__About this task__
Could you return every record below without changing a word?

__Supplied information__

..............................

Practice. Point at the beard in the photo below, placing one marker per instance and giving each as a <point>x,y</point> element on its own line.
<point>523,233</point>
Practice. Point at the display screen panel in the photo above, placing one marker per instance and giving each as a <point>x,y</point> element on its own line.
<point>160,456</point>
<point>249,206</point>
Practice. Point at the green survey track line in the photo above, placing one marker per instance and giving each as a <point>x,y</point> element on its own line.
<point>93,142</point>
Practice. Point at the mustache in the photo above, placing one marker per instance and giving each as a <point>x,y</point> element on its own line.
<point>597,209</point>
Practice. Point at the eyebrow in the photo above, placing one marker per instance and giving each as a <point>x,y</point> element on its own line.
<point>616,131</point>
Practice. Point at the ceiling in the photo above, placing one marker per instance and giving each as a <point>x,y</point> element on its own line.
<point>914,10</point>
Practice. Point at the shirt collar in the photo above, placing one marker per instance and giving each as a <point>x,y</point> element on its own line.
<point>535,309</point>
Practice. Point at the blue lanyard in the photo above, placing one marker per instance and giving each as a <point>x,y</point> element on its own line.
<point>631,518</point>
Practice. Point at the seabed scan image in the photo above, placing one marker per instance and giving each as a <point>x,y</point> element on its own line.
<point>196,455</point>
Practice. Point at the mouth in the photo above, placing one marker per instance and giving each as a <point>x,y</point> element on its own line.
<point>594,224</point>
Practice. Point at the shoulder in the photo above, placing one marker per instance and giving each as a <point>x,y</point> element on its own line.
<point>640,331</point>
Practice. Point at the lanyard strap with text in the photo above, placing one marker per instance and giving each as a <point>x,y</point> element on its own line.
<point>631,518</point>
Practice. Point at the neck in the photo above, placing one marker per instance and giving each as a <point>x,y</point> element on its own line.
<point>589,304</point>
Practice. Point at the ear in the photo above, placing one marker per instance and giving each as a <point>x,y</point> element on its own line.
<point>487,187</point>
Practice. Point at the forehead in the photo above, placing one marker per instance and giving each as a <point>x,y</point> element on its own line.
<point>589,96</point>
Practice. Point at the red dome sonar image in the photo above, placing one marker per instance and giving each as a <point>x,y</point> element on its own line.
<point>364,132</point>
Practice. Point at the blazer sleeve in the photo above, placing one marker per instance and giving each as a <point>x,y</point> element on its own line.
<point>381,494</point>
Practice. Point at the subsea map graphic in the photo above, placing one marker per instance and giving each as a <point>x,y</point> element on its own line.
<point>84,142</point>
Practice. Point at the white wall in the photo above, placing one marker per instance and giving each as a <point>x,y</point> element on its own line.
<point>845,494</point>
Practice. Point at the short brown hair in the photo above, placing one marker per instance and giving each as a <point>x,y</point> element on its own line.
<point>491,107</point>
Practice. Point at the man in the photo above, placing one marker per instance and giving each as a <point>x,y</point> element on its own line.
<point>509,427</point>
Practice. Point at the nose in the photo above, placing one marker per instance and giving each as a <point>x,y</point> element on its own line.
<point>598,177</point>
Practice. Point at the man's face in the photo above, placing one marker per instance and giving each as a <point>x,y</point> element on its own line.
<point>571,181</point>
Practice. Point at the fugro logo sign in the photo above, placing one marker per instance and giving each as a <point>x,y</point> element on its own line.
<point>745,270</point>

..............................

__Output of the task__
Practice. Point at the beard in the photo below, placing one marker per instance and giving each as a <point>x,y</point> element on its own line.
<point>523,233</point>
Practice. Point at the display screen panel in the photo above, placing one marker per instance and giving each as a <point>x,y</point> element on its own line.
<point>160,456</point>
<point>249,206</point>
Practice. Point at the green survey track line in the photo above, placing one marker per instance and giving each as a <point>x,y</point> element on its own line.
<point>93,142</point>
Practice. Point at the mustache in the photo above, placing one marker per instance and giving each as a <point>x,y</point> element on its own line.
<point>597,209</point>
Practice. Point at the eyebrow in the photo above, placing one marker per instance and giving each as a <point>x,y</point> element on its own line.
<point>616,131</point>
Practice. Point at the ceiling in the photo above, placing one marker per instance and giving each as a <point>x,y</point> element on its own line.
<point>914,10</point>
Practice. Point at the shirt collar in the photo above, placing one marker per instance and giving each as a <point>x,y</point> element on its own line.
<point>535,309</point>
Practice. Point at the blue lanyard in the photo above, placing one marker per instance and giving each as a <point>x,y</point> element on its own line.
<point>631,518</point>
Practice. Point at the seabed scan image in the photo above, placing one marker per instance and giving each as a <point>x,y</point> element on its own line.
<point>196,455</point>
Practice. Point at the mouth in the photo above, placing one marker per instance and giving each as a <point>x,y</point> element on its own line.
<point>594,224</point>
Practice. Point at the shoulder in the photo above, placing one marker per instance and giving each as a <point>x,y</point> element on its own line.
<point>640,331</point>
Practice. Point at the lanyard strap with text in the photo above, placing one marker per instance and giving each as a <point>x,y</point> element on its own line.
<point>631,518</point>
Practice. Point at the neck in the photo above, placing one marker per instance and giving each as a <point>x,y</point> element on its own line.
<point>589,304</point>
Practice. Point at the ear in the photo above, placing one marker per instance and giving each as a <point>x,y</point> element on its own line.
<point>487,187</point>
Practice. Point at the forehead in the photo above, placing one marker per instance and giving each as a <point>x,y</point> element on its own line.
<point>589,96</point>
Practice. Point at the red dome sonar image in the photo above, placing one marker per instance and giving each as a <point>x,y</point> element on its own line.
<point>364,132</point>
Practice. Point at the blazer sleeve in the photo above, placing one marker per instance and giving each as a <point>x,y</point> element on its own line.
<point>381,494</point>
Practice. Point at the subsea map graphic in the photo above, placing one marker per instance and giving each as a <point>x,y</point> element on its own line.
<point>84,142</point>
Practice. Point at the white wall in the photo above, placing one marker per instance and giving each as a <point>x,y</point> element on its own line.
<point>845,494</point>
Practice. Point at the short brown hair in the photo above, placing one marker per instance and giving each as a <point>x,y</point> element on its own line.
<point>491,107</point>
Practice. Point at the man in the photo above, placing one marker per instance and giving each as a <point>x,y</point> element on its own line.
<point>509,427</point>
Practice. Point at the nose in the photo above, placing one marker per instance and giving each as a <point>x,y</point> element on its own line.
<point>598,177</point>
Practice. Point at the man's face in the photo above, placing one marker per instance and giving each as a <point>x,y</point> element on its own line.
<point>571,181</point>
Practice. Point at the fugro logo sign in the photo above, placing one marker per instance and giving each as a <point>x,y</point> element on its own line.
<point>745,270</point>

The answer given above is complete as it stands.